Things to do =
**A.** Answer the following about the Redshift table-scan question, one answer per line:
(i) Which two commands does the poster run immediately after inserting the values?
(ii) What cost range does the plan give for the XN Seq Scan on a?
(iii) According to the poster, how many rows does the EXPLAIN for "SELECT x FROM a WHERE x > 3" scan?
**B.** Carry on writing the Redshift table-scan question from the point at which it stops.

╭─ Text excerpt

Why does Redshift need to do a full table scan to find the max value of the DIST/SORT key?

Why does Redshift need to do a full table scan to find the max value of the DIST/SORT key? - sql

I'm doing simple tests on Redshift to try and speed up the insertion of data into a Redshift table. One thing I noticed today is that doing something like this
CREATE TABLE a (x int) DISTSTYLE key DISTKEY (x) SORTKEY (x);
INSERT INTO a (x) VALUES (1), (2), (3), (4);
VACUUM a; ANALYZE a;
EXPLAIN SELECT MAX(x) FROM a;
yields
QUERY PLAN
XN Aggregate (cost=0.05..0.05 rows=1 width=4)
-> XN Seq Scan on a (cost=0.00..0.04 rows=4 width=4)
I know this is only 4 rows, but it still shouldn't be doing a full table scan to find the max value of a pre-sorted column. Isn't that metadata included in the work done by ANALYZE?
And just as a sanity check, the EXPLAIN for SELECT x FROM a WHERE x > 3 only scans 2 rows instead of the whole table.

╰─
╭─ Record set

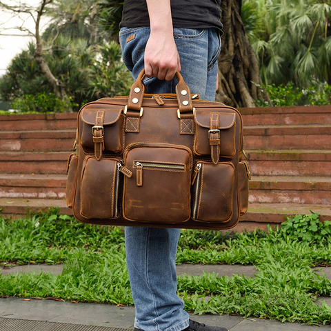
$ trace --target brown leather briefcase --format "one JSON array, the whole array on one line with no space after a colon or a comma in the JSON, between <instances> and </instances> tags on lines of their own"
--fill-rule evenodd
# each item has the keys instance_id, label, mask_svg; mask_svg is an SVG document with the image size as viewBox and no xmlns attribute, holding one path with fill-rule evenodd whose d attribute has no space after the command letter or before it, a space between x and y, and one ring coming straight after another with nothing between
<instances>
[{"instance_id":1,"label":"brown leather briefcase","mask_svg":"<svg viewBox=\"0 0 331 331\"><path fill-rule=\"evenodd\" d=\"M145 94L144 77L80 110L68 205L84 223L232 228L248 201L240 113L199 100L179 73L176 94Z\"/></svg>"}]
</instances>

╰─

Written answers =
**A.**
(i) VACUUM a and ANALYZE a.
(ii) 0.00..0.04.
(iii) 2 rows.

**B.**
Edit: I inserted 1,000,000 more rows into the table with random values from 1 to 10,000. Did a vacuum and analyze. The query plan still says it has to scan all 1,000,004 rows.

Analyzing query plans in a tiny data set does not yield any practical insight on how the database would perform a query.
The optimizer has thresholds and when the cost difference between different plans is small enough it stops considering alternative plans. The idea is that for simple queries, the time spent searching for the "perfect" execution plan, can possibly exceed the total execution time of a less optimal plan.
Redshift has been developed on the code for ParAccel DB. ParAccel has literally hundreds of parameters that can be changed/adjusted to optimize the database for different workloads/situations.
Since Redshift is a "managed" offering, it has these settings preset at levels deemed optimal by Amazon engineers given an "expected" workload.
In general, Redshift and ParAccel are not that great for single slice queries. These queries tend to be run in all slices anyway, even if they are only going to find data in a single slice.
Once a query is executing in a slice, the minimum amount of data read is a block. Depending on block size this can mean hundreds of thousand rows.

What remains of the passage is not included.